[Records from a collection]
────────
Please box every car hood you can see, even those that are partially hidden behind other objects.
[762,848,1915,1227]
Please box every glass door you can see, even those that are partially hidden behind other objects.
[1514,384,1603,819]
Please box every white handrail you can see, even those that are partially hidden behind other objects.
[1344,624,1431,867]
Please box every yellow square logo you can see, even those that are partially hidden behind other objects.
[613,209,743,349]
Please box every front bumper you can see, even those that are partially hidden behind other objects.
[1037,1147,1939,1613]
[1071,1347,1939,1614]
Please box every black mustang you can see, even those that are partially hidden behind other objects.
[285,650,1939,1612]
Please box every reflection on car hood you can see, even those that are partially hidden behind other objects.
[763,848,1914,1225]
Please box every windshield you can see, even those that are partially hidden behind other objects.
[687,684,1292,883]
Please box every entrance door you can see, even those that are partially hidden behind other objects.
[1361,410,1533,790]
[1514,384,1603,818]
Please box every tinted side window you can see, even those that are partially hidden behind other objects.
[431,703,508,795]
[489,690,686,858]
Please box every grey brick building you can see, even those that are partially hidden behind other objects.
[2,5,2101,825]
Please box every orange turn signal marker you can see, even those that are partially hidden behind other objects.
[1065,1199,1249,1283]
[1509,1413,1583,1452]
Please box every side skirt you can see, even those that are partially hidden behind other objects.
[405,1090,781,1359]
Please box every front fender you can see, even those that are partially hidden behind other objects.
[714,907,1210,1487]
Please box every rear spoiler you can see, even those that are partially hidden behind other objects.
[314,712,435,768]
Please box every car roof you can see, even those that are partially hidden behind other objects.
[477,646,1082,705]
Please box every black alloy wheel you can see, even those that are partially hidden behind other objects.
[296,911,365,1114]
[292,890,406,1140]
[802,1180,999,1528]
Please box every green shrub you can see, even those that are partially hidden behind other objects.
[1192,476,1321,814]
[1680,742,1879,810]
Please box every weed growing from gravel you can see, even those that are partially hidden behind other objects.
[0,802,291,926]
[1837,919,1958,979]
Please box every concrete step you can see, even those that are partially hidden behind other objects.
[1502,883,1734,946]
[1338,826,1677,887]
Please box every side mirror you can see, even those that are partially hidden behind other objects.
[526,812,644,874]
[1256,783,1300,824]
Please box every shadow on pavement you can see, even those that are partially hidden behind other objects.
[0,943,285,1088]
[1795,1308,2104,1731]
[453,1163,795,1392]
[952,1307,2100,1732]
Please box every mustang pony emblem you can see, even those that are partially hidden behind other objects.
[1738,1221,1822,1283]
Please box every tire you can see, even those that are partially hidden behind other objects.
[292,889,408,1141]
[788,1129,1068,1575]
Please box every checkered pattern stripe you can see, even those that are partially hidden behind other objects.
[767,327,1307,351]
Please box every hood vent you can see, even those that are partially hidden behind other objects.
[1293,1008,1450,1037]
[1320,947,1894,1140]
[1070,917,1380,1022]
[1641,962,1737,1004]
────────
** Problem to solve **
The records need to be reproduced in their entirety, word for word.

** Answer to the problem **
Please box every car hood you can see, even those that are partially hidden behind other objects.
[762,848,1915,1227]
Please box every glass door you can see, even those that are partially hidden behind other objects.
[1514,384,1603,819]
Please box every white handrail you can see, even those that are partially hidden behind other objects.
[1344,624,1431,867]
Please box every yellow square logo you can see, even those that are partially hidden behind other objects.
[613,209,743,349]
Please box every front bumper you can see, even those that are partially hidden behind other objects.
[1037,1147,1939,1613]
[1071,1347,1939,1614]
Please box every black mustang you can see, even those that are partially hidden behind other objects.
[285,650,1939,1612]
Please box every reflection on car hood you can see, even those that are partially hidden behind other objects.
[763,848,1914,1225]
Please box every windshield you can see, even those that are partially hidden behind other objects.
[687,684,1292,883]
Please box every entrance door you can see, even those that are partially hidden behind other objects.
[1361,410,1533,790]
[1514,384,1603,818]
Please box every tinted side window you can see, even those that are partially hidden behind other objects.
[431,703,508,795]
[489,690,686,858]
Please box every grey brick building you can see, even those that are partially hidden behind other objects.
[2,5,2101,825]
Please box every orange turn signal marker you can see, even those that are partially hidden behind other objects.
[1065,1199,1249,1283]
[1509,1413,1583,1452]
Please box every side skirt you can see, even those that are partially hidden behind other objects.
[405,1090,781,1359]
Please box every front fender you can see, even those that are partially hidden behind other objects.
[714,907,1210,1487]
Please box every rear spoiler you can see, even those that are partially hidden behind other objects.
[314,712,435,768]
Please box every car roof you can see, even those that are partially hidden behind other objects.
[477,646,1082,705]
Please box every black alloy wheel you can see, even those that are partially hidden behind other objects.
[296,911,365,1114]
[292,890,406,1140]
[802,1180,999,1528]
Please box every green shrub you can see, even those that are partially hidden behind other objects.
[1192,476,1321,814]
[1680,742,1879,810]
Please box every weed growing from gravel you can see, even those that are partially hidden behind other objects.
[0,802,291,926]
[1837,919,1958,979]
Please box every concrete step you can see, even those that are partially hidden behind other objects.
[1502,883,1734,946]
[1338,826,1677,887]
Please box every side mirror you can see, even those that are partially hidden behind other objects.
[526,812,644,874]
[1256,783,1300,824]
Please box every shadow on pavement you can see, even those that are partially hidden behind other objects.
[0,943,285,1088]
[1795,1308,2104,1731]
[453,1163,795,1392]
[952,1307,2100,1732]
Please box every mustang pony emblem you can see, even those that are partially hidden behind other objects.
[1738,1221,1822,1283]
Please box every tire you can see, even those that are partially hidden behind other objects.
[292,889,408,1141]
[788,1129,1068,1575]
Please box every checkered pattern stripe you can see, even those that are partially hidden behind other objects.
[767,327,1307,351]
Please box every hood vent you can see, even those that are partially hidden behind other objects.
[1293,1008,1450,1037]
[1320,947,1894,1140]
[1070,917,1380,1022]
[1641,962,1737,1004]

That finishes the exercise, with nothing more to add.